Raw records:
§ §
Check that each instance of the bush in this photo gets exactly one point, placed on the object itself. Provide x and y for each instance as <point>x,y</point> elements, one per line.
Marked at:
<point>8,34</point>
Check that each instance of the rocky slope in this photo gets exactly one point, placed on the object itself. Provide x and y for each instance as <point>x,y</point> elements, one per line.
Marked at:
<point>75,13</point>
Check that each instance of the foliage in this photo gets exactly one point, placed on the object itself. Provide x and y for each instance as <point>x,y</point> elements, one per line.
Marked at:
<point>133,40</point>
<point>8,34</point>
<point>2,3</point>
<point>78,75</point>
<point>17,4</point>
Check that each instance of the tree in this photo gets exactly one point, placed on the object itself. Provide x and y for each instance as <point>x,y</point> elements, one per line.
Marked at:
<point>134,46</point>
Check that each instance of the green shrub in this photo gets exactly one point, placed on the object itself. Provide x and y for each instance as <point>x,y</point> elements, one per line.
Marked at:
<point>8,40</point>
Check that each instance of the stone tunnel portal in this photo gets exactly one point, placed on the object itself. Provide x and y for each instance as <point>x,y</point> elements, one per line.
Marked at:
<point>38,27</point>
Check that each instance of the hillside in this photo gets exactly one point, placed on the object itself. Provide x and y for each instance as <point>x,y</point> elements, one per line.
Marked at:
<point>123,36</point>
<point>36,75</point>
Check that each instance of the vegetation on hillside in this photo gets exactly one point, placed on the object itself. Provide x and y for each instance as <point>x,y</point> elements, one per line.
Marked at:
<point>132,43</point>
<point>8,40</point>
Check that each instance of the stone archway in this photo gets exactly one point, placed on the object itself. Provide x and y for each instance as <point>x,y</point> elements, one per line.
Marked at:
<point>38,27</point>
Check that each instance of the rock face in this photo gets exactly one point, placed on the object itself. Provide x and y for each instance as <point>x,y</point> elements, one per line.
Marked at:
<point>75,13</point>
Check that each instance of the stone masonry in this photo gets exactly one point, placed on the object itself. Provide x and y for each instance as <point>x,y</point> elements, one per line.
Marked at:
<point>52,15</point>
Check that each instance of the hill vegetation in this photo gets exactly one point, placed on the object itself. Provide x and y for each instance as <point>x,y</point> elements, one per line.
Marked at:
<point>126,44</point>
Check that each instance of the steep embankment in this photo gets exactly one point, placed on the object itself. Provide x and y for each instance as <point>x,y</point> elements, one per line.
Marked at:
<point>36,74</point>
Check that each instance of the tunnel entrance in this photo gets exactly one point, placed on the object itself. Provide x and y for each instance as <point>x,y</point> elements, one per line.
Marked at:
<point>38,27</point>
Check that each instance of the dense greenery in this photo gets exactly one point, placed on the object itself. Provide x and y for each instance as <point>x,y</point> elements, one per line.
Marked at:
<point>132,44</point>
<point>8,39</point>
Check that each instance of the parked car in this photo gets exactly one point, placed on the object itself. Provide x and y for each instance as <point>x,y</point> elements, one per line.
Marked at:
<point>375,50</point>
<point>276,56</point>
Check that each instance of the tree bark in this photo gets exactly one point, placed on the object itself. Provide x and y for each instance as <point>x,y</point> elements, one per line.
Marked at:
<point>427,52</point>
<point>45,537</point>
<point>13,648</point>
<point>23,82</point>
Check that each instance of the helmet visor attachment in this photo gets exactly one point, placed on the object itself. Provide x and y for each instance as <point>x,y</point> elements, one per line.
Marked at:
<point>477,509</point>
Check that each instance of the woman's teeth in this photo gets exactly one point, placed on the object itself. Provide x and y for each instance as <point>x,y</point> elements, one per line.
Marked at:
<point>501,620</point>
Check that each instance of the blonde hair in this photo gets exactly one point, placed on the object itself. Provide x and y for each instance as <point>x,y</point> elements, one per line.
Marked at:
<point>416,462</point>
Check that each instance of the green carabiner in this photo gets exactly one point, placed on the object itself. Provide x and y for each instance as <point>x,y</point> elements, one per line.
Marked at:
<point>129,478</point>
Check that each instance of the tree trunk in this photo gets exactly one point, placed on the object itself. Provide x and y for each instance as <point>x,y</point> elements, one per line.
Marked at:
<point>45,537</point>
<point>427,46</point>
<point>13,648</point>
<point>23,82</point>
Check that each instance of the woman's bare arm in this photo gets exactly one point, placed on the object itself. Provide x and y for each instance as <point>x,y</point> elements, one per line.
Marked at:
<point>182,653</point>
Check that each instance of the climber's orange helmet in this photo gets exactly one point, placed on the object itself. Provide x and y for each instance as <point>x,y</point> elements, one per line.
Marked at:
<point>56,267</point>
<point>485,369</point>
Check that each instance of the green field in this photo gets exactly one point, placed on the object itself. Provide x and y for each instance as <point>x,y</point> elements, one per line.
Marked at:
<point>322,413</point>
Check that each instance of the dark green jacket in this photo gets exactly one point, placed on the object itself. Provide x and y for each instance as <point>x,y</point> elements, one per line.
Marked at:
§ §
_OBJECTIVE_
Extract, exactly, the lines above that begin at the line containing "Check that each instance of the green field" and end at the final line of the records; add no other text.

_WORKED SOLUTION_
Check that each instance of the green field in this photo gets exactly one point, placed on the object itself. Provide x and y for each instance as <point>x,y</point> elements, one per line.
Marked at:
<point>322,413</point>
Check that each instance of the dark green jacket in this photo gets exactly one point, placed on the object itself. Provide x and y for each instance as <point>x,y</point> elements, one per line.
Marked at:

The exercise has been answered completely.